#### Problem
Put the lines of the listing, from the line with "One point belongs to each instance of the aircraft wing, shown" to the line with "[[190, 783]]", into a Markdown table with the columns Row and Line. Include both end lines, number each row, and leave out any blank lines.
□ □ □
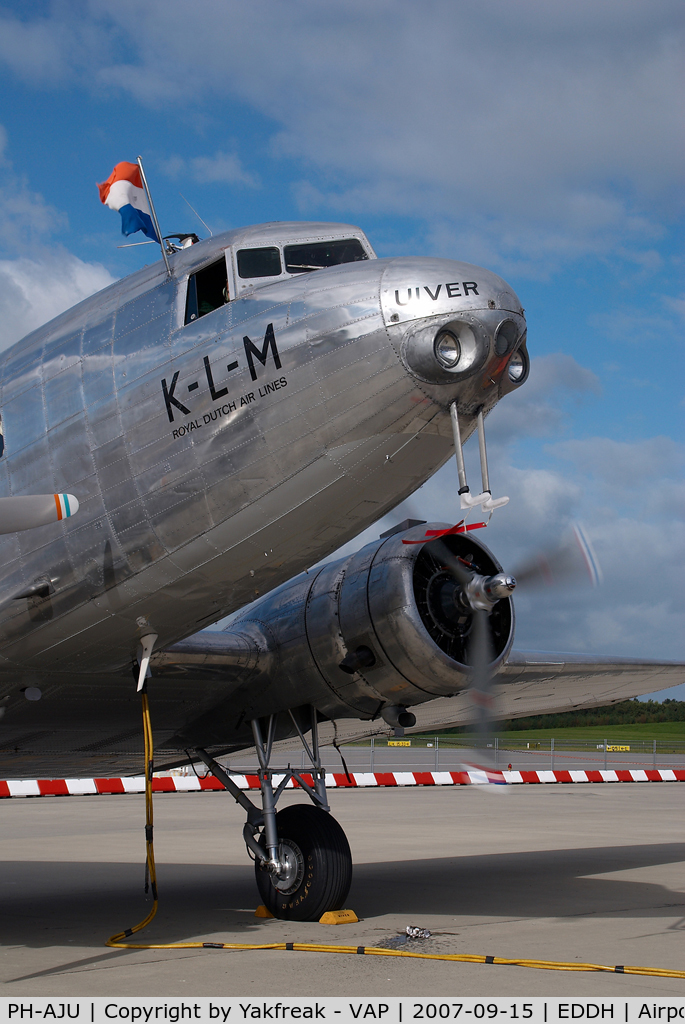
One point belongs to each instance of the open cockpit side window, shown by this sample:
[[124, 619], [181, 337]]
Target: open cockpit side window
[[315, 255], [208, 289]]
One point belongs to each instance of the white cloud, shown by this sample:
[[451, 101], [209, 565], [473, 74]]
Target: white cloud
[[537, 131], [224, 168], [624, 464], [32, 291], [35, 287]]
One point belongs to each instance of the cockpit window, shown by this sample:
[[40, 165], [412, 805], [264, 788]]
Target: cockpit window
[[259, 262], [208, 289], [315, 255]]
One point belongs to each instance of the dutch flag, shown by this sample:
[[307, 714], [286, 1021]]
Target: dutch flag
[[123, 190]]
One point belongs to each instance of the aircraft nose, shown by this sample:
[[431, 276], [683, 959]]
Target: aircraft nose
[[451, 320]]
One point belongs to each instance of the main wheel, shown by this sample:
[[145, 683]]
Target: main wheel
[[319, 865]]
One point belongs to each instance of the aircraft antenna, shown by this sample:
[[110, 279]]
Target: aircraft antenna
[[197, 215], [154, 214]]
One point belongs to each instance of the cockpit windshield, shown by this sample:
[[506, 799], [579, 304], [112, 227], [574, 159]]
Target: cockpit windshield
[[314, 255]]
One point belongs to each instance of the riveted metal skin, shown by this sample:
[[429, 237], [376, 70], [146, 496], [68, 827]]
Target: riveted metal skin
[[315, 620], [214, 461]]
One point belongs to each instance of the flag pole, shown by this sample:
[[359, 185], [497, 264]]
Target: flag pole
[[152, 210]]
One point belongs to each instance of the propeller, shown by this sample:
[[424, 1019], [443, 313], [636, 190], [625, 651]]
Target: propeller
[[564, 563]]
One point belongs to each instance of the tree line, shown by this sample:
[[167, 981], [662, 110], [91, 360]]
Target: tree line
[[624, 713]]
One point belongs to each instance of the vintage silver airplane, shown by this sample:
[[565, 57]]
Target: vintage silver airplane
[[219, 426]]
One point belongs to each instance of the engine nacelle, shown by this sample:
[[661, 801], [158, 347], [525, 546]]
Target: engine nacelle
[[383, 628]]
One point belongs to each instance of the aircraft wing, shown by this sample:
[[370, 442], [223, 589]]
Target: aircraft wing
[[529, 683]]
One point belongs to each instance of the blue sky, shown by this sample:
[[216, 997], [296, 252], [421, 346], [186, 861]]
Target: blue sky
[[541, 140]]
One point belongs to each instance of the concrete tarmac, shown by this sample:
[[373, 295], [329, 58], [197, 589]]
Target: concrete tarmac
[[564, 872]]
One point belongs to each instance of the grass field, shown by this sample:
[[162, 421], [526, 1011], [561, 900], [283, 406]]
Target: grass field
[[670, 736], [660, 731]]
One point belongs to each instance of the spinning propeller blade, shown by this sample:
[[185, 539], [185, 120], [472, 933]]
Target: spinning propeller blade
[[570, 561]]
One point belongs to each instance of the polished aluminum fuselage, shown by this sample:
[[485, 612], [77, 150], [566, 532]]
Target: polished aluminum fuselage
[[189, 509]]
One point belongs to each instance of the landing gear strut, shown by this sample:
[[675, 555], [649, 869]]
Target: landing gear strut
[[303, 864]]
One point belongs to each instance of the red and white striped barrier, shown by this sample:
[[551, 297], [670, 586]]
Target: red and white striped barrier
[[190, 783]]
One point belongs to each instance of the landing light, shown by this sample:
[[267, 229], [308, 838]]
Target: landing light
[[447, 349], [517, 368]]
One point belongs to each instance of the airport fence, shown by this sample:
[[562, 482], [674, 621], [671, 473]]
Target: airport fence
[[431, 753]]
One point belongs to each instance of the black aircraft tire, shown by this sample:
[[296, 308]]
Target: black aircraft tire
[[327, 865]]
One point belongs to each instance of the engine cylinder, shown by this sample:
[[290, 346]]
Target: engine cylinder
[[400, 603]]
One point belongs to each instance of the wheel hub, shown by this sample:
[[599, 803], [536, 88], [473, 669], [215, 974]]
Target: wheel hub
[[292, 869]]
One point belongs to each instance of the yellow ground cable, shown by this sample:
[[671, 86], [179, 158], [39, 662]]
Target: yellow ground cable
[[116, 941], [151, 871]]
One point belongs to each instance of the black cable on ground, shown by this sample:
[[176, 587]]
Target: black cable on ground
[[117, 941]]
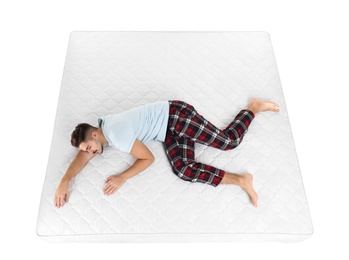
□ □ □
#### Response to the task
| Row | Line |
|---|---|
| 1 | One point belongs to each instance of the aircraft wing, shown by this sample: |
| 2 | [[370, 442], [223, 589]] |
| 3 | Target: aircraft wing |
| 4 | [[529, 683]] |
| 5 | One point belongs to each instance of the blue sky, shown by this sample: |
| 6 | [[216, 997], [296, 252], [421, 346], [186, 861]] |
| 7 | Target: blue sky |
| 8 | [[541, 140]] |
| 9 | One point belongs to each instance of the concrete tarmac, shown by this sample: |
| 10 | [[373, 295], [329, 58], [197, 589]] |
| 11 | Target: concrete tarmac |
| 12 | [[564, 872]] |
| 13 | One point belongs to each instance of the grass field, shown by this sample: |
| 14 | [[162, 421], [526, 1011], [561, 900], [283, 406]] |
| 15 | Target: grass field |
| 16 | [[670, 736], [660, 731]] |
| 17 | One point belongs to each instance of the spinning propeller blade, shown by this sample: |
| 18 | [[185, 539], [185, 120], [472, 933]] |
| 19 | Target: spinning propeller blade |
| 20 | [[570, 561]] |
| 21 | One point belongs to each instance of the polished aluminum fuselage, shown by this sample: |
| 22 | [[485, 612], [77, 150], [566, 532]] |
| 23 | Target: polished aluminum fuselage |
| 24 | [[189, 509]] |
| 25 | One point belongs to each instance of the landing gear strut, shown by this sample: |
| 26 | [[675, 555], [649, 869]] |
| 27 | Target: landing gear strut |
| 28 | [[303, 864]] |
| 29 | One point belongs to each instance of the red and white striped barrier, shown by this sample: |
| 30 | [[551, 297], [670, 586]] |
| 31 | Target: red and white striped barrier |
| 32 | [[190, 783]] |